Where the string "stem" appears in a line of the data, show that line.

Data records
****************************************
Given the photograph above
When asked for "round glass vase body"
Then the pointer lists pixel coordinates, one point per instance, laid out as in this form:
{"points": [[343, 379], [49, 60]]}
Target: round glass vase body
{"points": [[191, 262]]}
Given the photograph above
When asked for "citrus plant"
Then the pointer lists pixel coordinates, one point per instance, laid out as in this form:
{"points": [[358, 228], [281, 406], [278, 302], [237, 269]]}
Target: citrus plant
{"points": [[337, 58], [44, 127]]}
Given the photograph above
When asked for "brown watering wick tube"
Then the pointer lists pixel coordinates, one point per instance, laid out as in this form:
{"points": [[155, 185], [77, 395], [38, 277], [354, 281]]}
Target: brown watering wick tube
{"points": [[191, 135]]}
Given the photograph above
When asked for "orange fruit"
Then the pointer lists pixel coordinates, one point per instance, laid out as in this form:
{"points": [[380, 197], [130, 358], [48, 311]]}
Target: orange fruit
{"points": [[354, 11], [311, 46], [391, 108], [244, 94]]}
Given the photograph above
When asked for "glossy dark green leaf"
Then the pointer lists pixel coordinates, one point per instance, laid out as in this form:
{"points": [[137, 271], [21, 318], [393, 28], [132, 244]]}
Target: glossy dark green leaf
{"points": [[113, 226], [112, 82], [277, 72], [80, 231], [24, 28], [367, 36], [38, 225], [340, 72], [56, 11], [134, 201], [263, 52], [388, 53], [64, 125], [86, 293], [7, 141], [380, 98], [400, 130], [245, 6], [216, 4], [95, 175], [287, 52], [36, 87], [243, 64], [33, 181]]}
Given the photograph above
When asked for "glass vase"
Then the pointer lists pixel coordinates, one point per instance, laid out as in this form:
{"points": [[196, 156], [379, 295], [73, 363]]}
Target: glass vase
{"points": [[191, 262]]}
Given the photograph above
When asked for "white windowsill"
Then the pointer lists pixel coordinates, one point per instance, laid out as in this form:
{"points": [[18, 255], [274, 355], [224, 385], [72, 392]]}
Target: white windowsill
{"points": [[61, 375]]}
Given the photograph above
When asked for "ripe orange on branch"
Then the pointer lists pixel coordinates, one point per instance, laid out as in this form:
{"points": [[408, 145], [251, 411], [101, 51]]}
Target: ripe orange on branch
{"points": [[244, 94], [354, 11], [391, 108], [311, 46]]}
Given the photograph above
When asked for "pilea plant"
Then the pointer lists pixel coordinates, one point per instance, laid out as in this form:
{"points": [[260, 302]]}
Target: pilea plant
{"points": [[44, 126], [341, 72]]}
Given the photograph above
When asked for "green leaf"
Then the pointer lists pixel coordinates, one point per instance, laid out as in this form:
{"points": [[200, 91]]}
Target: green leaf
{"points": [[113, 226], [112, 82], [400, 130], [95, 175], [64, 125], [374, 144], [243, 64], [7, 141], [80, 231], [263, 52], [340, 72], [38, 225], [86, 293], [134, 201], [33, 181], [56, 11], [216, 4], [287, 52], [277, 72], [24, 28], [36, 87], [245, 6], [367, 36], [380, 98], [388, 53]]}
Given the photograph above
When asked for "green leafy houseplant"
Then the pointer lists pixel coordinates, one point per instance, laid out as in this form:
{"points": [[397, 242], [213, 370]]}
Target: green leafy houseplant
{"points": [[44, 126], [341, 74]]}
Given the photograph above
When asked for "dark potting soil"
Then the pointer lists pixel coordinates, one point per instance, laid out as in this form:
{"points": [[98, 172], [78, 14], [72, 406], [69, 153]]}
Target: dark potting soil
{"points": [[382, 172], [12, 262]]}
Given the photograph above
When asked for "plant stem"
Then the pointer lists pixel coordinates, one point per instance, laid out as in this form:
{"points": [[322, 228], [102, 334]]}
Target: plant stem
****************************************
• **Output below**:
When asked for "plant stem"
Target: plant stem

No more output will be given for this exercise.